▶ Goal of the exercise
Write out the full listing exactly as given, minus the images.

Object position labeling entries:
▽
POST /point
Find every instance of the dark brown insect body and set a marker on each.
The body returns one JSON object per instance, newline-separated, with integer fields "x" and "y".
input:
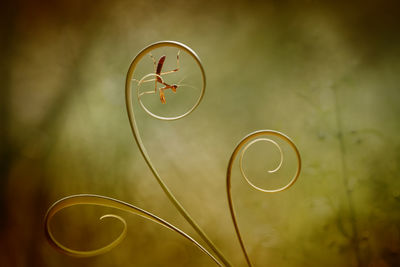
{"x": 160, "y": 80}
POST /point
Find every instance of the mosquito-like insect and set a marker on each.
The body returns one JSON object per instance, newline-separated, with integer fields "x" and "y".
{"x": 157, "y": 70}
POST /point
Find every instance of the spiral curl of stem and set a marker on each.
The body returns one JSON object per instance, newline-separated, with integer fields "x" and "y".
{"x": 97, "y": 200}
{"x": 244, "y": 144}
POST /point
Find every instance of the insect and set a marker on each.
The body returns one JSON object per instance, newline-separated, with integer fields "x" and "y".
{"x": 158, "y": 73}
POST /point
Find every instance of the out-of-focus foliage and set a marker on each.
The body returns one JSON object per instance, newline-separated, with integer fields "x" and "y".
{"x": 314, "y": 70}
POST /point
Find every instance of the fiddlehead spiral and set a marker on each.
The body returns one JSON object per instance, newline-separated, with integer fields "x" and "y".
{"x": 243, "y": 145}
{"x": 129, "y": 105}
{"x": 90, "y": 199}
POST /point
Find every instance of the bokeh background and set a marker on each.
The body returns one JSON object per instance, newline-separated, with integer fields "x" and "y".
{"x": 326, "y": 73}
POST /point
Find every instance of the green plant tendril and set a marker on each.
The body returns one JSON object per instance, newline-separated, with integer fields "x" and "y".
{"x": 249, "y": 141}
{"x": 89, "y": 199}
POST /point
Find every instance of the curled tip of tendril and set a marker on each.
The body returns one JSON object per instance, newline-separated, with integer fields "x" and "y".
{"x": 89, "y": 199}
{"x": 243, "y": 146}
{"x": 71, "y": 201}
{"x": 256, "y": 137}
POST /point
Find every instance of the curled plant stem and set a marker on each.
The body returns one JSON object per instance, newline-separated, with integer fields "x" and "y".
{"x": 90, "y": 199}
{"x": 138, "y": 139}
{"x": 248, "y": 139}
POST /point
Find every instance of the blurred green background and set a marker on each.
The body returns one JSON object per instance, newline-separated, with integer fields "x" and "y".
{"x": 326, "y": 73}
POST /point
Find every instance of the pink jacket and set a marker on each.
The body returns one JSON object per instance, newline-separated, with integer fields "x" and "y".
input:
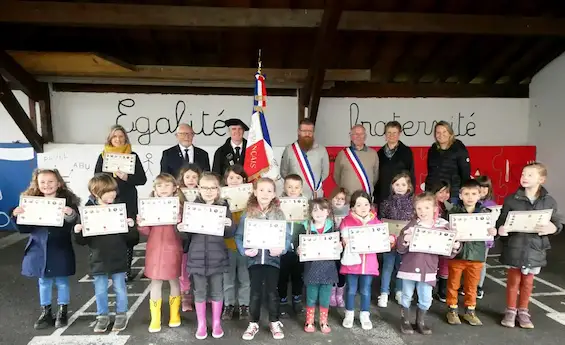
{"x": 369, "y": 264}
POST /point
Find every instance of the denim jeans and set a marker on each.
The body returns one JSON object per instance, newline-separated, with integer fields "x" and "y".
{"x": 391, "y": 264}
{"x": 101, "y": 291}
{"x": 363, "y": 283}
{"x": 46, "y": 289}
{"x": 424, "y": 294}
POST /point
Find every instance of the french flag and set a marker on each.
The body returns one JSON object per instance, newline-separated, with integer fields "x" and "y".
{"x": 259, "y": 158}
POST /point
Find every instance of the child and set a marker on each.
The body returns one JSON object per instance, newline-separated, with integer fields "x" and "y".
{"x": 418, "y": 270}
{"x": 359, "y": 269}
{"x": 188, "y": 178}
{"x": 340, "y": 208}
{"x": 398, "y": 206}
{"x": 108, "y": 258}
{"x": 525, "y": 253}
{"x": 49, "y": 253}
{"x": 238, "y": 274}
{"x": 319, "y": 276}
{"x": 163, "y": 257}
{"x": 263, "y": 264}
{"x": 291, "y": 268}
{"x": 469, "y": 262}
{"x": 208, "y": 260}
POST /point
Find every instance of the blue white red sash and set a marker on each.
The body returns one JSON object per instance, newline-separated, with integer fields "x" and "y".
{"x": 304, "y": 165}
{"x": 358, "y": 168}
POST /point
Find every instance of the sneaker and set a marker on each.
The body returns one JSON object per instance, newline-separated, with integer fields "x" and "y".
{"x": 383, "y": 300}
{"x": 102, "y": 323}
{"x": 276, "y": 330}
{"x": 120, "y": 323}
{"x": 251, "y": 331}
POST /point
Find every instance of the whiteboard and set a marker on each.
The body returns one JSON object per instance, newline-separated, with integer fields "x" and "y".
{"x": 76, "y": 163}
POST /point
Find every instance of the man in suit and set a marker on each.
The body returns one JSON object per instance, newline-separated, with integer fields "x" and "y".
{"x": 184, "y": 153}
{"x": 233, "y": 150}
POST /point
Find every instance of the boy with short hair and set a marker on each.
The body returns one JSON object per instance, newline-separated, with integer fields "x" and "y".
{"x": 470, "y": 260}
{"x": 291, "y": 268}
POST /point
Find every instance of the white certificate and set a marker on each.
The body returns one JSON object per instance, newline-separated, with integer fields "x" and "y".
{"x": 159, "y": 211}
{"x": 104, "y": 220}
{"x": 432, "y": 241}
{"x": 264, "y": 234}
{"x": 369, "y": 239}
{"x": 395, "y": 226}
{"x": 204, "y": 219}
{"x": 190, "y": 194}
{"x": 316, "y": 247}
{"x": 294, "y": 209}
{"x": 526, "y": 221}
{"x": 42, "y": 211}
{"x": 114, "y": 162}
{"x": 237, "y": 196}
{"x": 472, "y": 226}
△
▶ Response to the exercise
POST /point
Find every instance of the dark brown insect body and set a marker on each.
The body returns one JSON object per instance, newline-separated, with integer fields "x" and "y".
input:
{"x": 160, "y": 80}
POST /point
Find every instance of the mosquito-like insect and set a marker on each.
The body returns one JSON object per instance, newline-separated, with integer fields "x" and "y".
{"x": 157, "y": 70}
POST /point
Find every instance of the spiral curl of stem and set a marker on each.
The body returns one JSON object per instance, newline-separated, with integer fields "x" and "y".
{"x": 97, "y": 200}
{"x": 244, "y": 144}
POST /point
Find every instance of the insect and set a marker on each.
The body returns one JSON object per instance, newline-separated, with integer fields "x" and "y".
{"x": 158, "y": 73}
POST /point
Find every instance of the out-of-focus foliage and set a marker on each.
The body returns one JSON object per instance, newline-separated, with integer fields "x" and "y".
{"x": 314, "y": 70}
POST /point
Find every instance of the fiddlehead spiral and set a marker on each.
The body returns one JSON object per instance, newline-separated, with integer fields "x" and "y".
{"x": 243, "y": 145}
{"x": 129, "y": 105}
{"x": 90, "y": 199}
POST /point
Find every instance of the bokeh background and set a marker on each.
The body returns one JSON object per instance, newline-separated, with integer fields "x" and "y".
{"x": 326, "y": 73}
POST /point
Find every instance of the green plant tendril and set a marker on each.
The body returns one JSON object per instance, newline-separated, with integer fields "x" and "y".
{"x": 249, "y": 141}
{"x": 89, "y": 199}
POST /point
Find every instance of the curled tip of tendril and set a marker on each.
The body returns one JSON object per instance, newline-separated, with integer fields "x" and "y".
{"x": 89, "y": 199}
{"x": 243, "y": 146}
{"x": 71, "y": 201}
{"x": 256, "y": 137}
POST /point
Find every instance of the curled plant stem and set a marker on each.
The body returns one JSON object per instance, newline-separated, with integer fields "x" and "y".
{"x": 90, "y": 199}
{"x": 138, "y": 139}
{"x": 248, "y": 139}
POST /point
Find every instance of the blurred green background and set a marker on each.
The body returns one JSON object per instance, newline-separated, with integer fields "x" and "y".
{"x": 326, "y": 73}
POST /point
Find every instance of the pink jacket and set a marker on each.
The body returns one JSON object per instance, newline-separated, with integer fields "x" and "y".
input:
{"x": 369, "y": 264}
POST /point
Find every instance of the denim jeans and set a marker on each.
The body returns one JSON object per instance, newline-separated, with integer fields "x" and "y".
{"x": 391, "y": 264}
{"x": 101, "y": 291}
{"x": 363, "y": 283}
{"x": 46, "y": 289}
{"x": 424, "y": 294}
POST /point
Find every instance of the french flag and set a marker on each.
The body returns one JSON object per instance, newline-separated, with integer fields "x" and "y".
{"x": 259, "y": 158}
POST /point
Find every instance of the child and set a marker on each.
The body returns one JSON object per instance, newline-separated, with integer fields "x" and "y".
{"x": 418, "y": 270}
{"x": 359, "y": 269}
{"x": 188, "y": 178}
{"x": 340, "y": 208}
{"x": 398, "y": 206}
{"x": 108, "y": 258}
{"x": 525, "y": 253}
{"x": 49, "y": 253}
{"x": 238, "y": 274}
{"x": 319, "y": 276}
{"x": 163, "y": 257}
{"x": 263, "y": 264}
{"x": 291, "y": 268}
{"x": 469, "y": 262}
{"x": 208, "y": 260}
POST /point
Find every instance of the blue white red sash and set a marker on each.
The body returns one JSON object per instance, newline-separated, with integer fields "x" and "y".
{"x": 304, "y": 165}
{"x": 358, "y": 168}
POST /point
Find every instance of the sneaker and set a marker on each.
The body returns one JSON object per instance, newline-separated, with integer fields "x" and "y".
{"x": 383, "y": 300}
{"x": 102, "y": 323}
{"x": 276, "y": 330}
{"x": 120, "y": 323}
{"x": 251, "y": 331}
POST /point
Find every instance of the whiteboard and set a marker on each.
The body returns one JSON object per instance, newline-separated, with integer fields "x" and "y".
{"x": 76, "y": 163}
POST /point
Find every instance of the man in suit and set a marker on each.
The body returns one JSON object per instance, newline-separated, with integer fields "x" and "y".
{"x": 184, "y": 153}
{"x": 233, "y": 150}
POST /point
Find every instance of the boy with short hair and set a marker on each.
The body returns one JSON object per instance, newline-separated, with integer fields "x" and "y".
{"x": 470, "y": 260}
{"x": 291, "y": 268}
POST /point
Find every instance of the white certificate and set a marker on each.
The body returns one JSON object per instance, newline-separated, with integer fields "x" and "y".
{"x": 159, "y": 211}
{"x": 104, "y": 220}
{"x": 432, "y": 241}
{"x": 264, "y": 234}
{"x": 369, "y": 239}
{"x": 395, "y": 226}
{"x": 204, "y": 219}
{"x": 190, "y": 194}
{"x": 316, "y": 247}
{"x": 294, "y": 209}
{"x": 526, "y": 221}
{"x": 42, "y": 211}
{"x": 114, "y": 162}
{"x": 237, "y": 196}
{"x": 472, "y": 226}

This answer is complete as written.